> PASSAGE PROVIDED
Phones across the campus light up with urgent alerts from university authorities: ‘Police investigating homicide. Suspect is not known at this time. Stay away from the area and shelter in place.’ Helicopters circle above, while sniffer dogs scour the grounds.
However, the police adopt a different approach, asserting there is ‘no threat to the public’. This is a strategic decision by Chief of Police James Fry aimed at maintaining order. The police require calm to effectively gather witness testimonies and advance their investigation into this horrific crime.
In his bones, Fry knows that people are just as safe now as they were 24 hours ago. Common sense, and years of training and experience, tell him that when someone comes for you in your bed with a knife in the middle of the night, it’s personal. Whoever did this had a specific reason and is not likely to strike again randomly.

> QUESTIONS TO ANSWER
(1) In the campus homicide passage, reproduce the text from "Phones across the" to "scour the grounds.", substituting "Drones" for "Helicopters".
(2) Translate this sentence from the campus homicide passage into Spanish: "Helicopters circle above, while sniffer dogs scour the grounds."

> PROVIDED RECORDS
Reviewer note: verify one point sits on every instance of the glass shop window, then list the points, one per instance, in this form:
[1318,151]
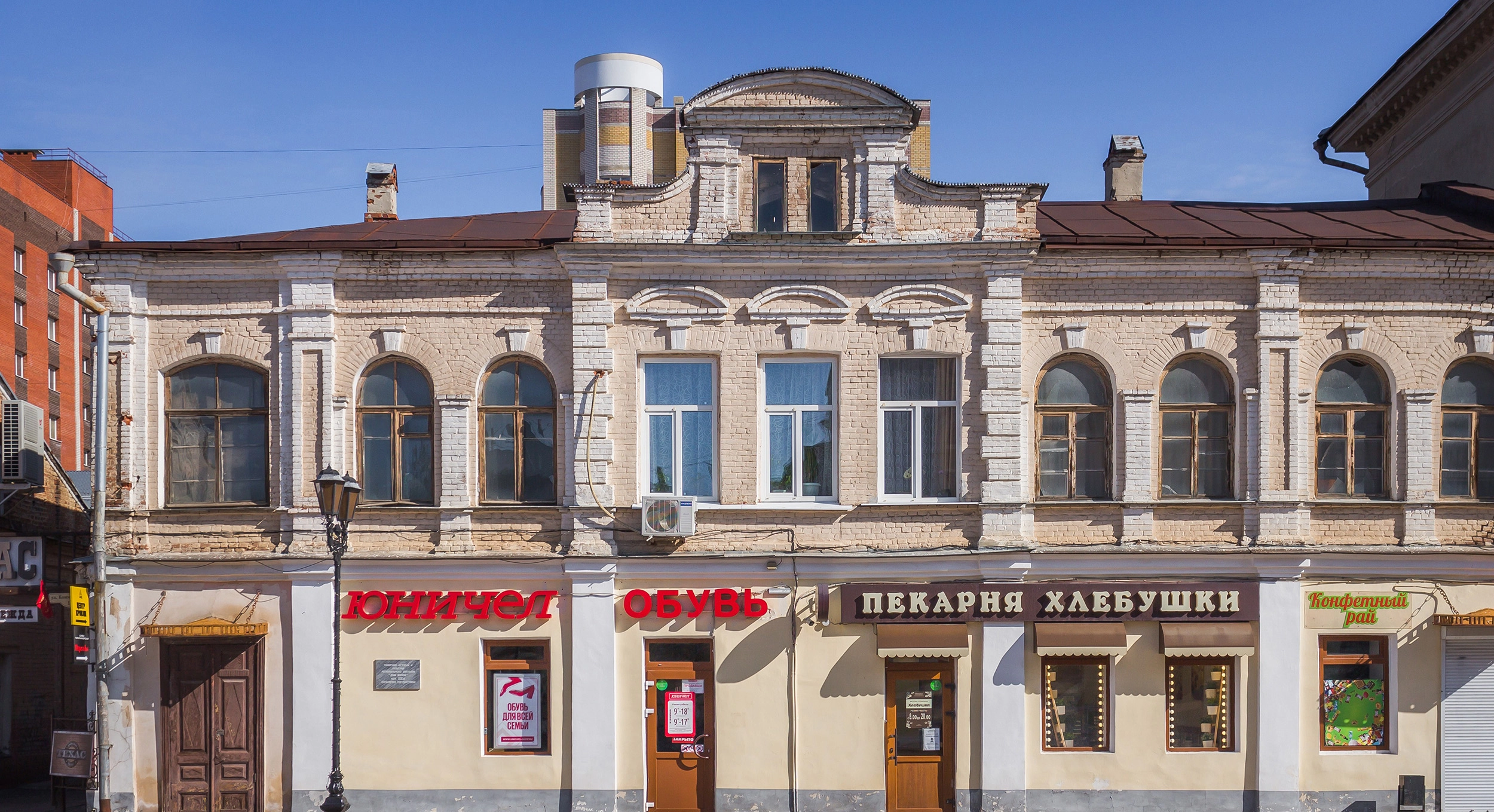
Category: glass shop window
[823,198]
[1076,699]
[772,196]
[1355,688]
[518,697]
[1200,697]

> PER-TASK OUTPUTS
(1)
Phones across the campus light up with urgent alerts from university authorities: ‘Police investigating homicide. Suspect is not known at this time. Stay away from the area and shelter in place.’ Drones circle above, while sniffer dogs scour the grounds.

(2) Los helicópteros vuelan en círculos arriba, mientras los perros rastreadores peinan el terreno.